Your job with the data below is to output exactly the lines from the one holding "TARGET = black puffer coat" down to the one holding "TARGET = sign reading be our hero", both included, and no others.
=== Data for review ===
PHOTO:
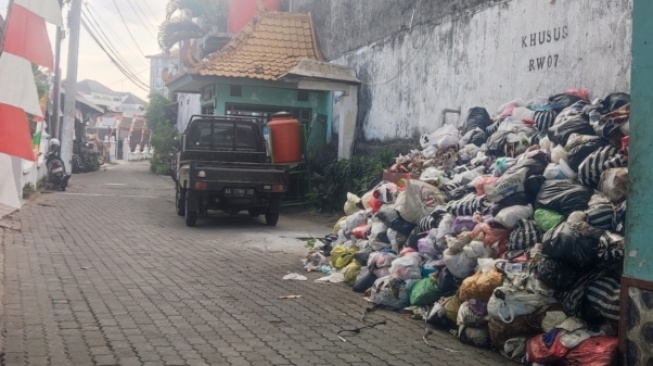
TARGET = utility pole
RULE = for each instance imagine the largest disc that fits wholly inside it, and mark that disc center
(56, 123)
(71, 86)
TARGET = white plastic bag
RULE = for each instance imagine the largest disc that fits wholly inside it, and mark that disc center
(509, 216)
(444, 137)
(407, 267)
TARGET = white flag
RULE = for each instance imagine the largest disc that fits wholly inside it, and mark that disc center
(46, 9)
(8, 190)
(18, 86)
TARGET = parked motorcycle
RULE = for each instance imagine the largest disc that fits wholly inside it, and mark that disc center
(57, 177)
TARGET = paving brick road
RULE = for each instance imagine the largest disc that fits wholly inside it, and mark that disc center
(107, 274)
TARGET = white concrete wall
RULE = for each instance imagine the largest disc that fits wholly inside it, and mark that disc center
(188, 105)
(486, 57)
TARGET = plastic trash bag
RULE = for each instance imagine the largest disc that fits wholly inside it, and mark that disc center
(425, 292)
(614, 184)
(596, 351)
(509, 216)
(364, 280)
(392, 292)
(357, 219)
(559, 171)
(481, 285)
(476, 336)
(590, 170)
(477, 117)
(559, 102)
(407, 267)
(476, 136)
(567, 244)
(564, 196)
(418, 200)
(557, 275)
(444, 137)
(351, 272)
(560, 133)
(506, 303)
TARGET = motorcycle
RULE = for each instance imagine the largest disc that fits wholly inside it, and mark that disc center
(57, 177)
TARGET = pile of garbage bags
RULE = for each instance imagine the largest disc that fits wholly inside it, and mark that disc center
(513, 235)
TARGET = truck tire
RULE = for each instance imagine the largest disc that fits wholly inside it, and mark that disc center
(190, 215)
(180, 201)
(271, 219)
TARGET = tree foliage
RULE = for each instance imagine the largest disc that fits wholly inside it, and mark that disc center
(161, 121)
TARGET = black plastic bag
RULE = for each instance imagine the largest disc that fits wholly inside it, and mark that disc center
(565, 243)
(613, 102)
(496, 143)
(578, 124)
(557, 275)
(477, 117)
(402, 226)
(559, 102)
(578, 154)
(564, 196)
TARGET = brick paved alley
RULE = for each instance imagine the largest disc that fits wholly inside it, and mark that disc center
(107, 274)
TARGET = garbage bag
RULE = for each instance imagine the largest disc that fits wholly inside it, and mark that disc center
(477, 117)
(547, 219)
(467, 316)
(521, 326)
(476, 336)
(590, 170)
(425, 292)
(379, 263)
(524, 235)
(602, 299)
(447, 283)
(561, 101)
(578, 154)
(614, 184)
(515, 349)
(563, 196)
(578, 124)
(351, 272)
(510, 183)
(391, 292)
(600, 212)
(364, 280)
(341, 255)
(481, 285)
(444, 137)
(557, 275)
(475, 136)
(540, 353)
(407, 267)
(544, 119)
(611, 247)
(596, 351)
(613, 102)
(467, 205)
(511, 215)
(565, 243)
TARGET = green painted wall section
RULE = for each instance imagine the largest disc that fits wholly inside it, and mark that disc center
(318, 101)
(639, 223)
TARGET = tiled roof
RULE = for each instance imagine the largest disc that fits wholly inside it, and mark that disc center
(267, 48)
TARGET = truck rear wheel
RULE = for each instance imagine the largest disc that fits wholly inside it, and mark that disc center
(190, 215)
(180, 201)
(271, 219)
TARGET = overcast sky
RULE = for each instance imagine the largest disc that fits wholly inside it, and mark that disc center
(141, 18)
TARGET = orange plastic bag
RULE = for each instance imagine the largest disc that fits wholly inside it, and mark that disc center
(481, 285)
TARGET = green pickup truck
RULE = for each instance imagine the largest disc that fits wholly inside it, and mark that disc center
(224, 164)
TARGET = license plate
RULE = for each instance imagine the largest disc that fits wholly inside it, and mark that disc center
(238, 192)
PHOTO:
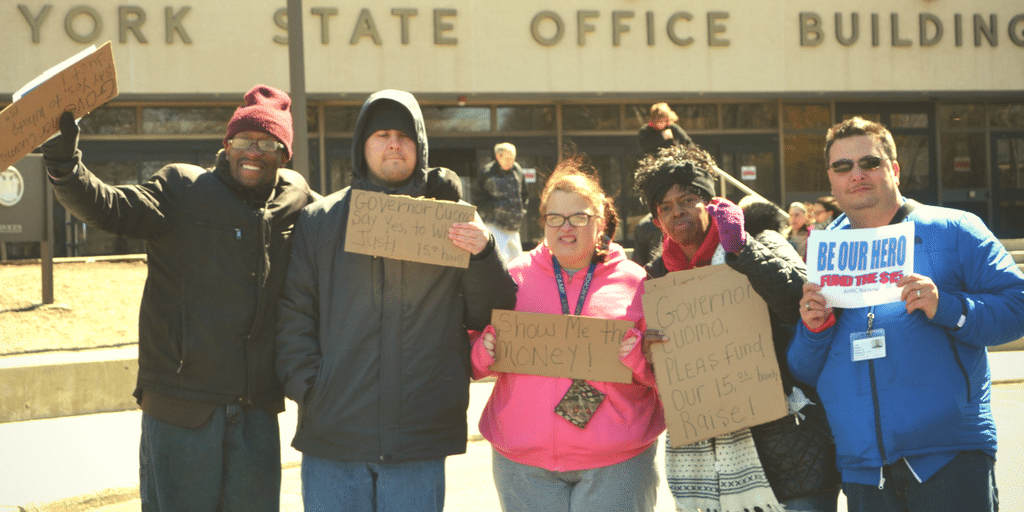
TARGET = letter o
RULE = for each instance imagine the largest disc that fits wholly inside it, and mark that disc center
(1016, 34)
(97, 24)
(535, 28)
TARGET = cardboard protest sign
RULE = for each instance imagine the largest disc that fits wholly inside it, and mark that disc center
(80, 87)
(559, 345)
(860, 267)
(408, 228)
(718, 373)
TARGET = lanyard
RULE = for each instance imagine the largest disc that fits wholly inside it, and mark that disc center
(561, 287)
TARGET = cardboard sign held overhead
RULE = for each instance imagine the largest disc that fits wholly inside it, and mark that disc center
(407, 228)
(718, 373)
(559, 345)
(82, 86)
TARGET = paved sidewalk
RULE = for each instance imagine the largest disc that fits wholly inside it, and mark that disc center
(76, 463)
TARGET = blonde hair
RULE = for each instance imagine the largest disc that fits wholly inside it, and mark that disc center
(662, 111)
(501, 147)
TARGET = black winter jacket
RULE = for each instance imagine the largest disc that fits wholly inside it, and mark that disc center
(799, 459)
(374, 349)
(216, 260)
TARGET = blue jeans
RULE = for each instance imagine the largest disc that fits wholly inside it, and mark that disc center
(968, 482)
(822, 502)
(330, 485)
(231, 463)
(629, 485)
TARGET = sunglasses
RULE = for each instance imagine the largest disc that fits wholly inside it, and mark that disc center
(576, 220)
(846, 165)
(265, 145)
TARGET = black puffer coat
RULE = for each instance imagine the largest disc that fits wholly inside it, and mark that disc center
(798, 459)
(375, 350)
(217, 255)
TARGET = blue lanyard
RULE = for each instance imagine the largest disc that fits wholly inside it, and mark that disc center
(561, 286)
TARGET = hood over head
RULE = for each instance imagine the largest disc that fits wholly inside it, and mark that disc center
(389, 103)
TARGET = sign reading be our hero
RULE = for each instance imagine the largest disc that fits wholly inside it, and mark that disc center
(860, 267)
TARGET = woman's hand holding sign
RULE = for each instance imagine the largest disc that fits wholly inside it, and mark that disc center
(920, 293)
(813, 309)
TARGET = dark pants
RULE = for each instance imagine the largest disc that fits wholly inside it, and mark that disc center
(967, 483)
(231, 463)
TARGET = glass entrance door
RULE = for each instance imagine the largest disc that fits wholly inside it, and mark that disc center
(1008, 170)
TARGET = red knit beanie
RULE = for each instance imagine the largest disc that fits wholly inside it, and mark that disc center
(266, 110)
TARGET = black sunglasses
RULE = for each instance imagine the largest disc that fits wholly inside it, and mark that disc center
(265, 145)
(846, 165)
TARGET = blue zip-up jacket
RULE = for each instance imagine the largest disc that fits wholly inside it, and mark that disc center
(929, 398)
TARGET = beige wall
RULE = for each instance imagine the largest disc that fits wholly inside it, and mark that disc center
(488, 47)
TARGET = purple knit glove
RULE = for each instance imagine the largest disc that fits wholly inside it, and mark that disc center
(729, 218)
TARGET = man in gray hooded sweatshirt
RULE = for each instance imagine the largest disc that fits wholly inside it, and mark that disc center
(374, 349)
===
__Output of the exercise__:
TARGET = black puffer coat
RULE = for each instance imagine the largest disc that fits wholly inside it, and mark that disc center
(798, 459)
(375, 350)
(217, 255)
TARGET = blue lanyard
RULE = for each instance imagine the largest disc that fits wholly inside it, and mark that disc center
(561, 286)
TARGET = hood over head
RULE = for each instance imagine the largest disc that fits wholly inside it, and mark that disc center
(389, 103)
TARGET = sign reading be our hero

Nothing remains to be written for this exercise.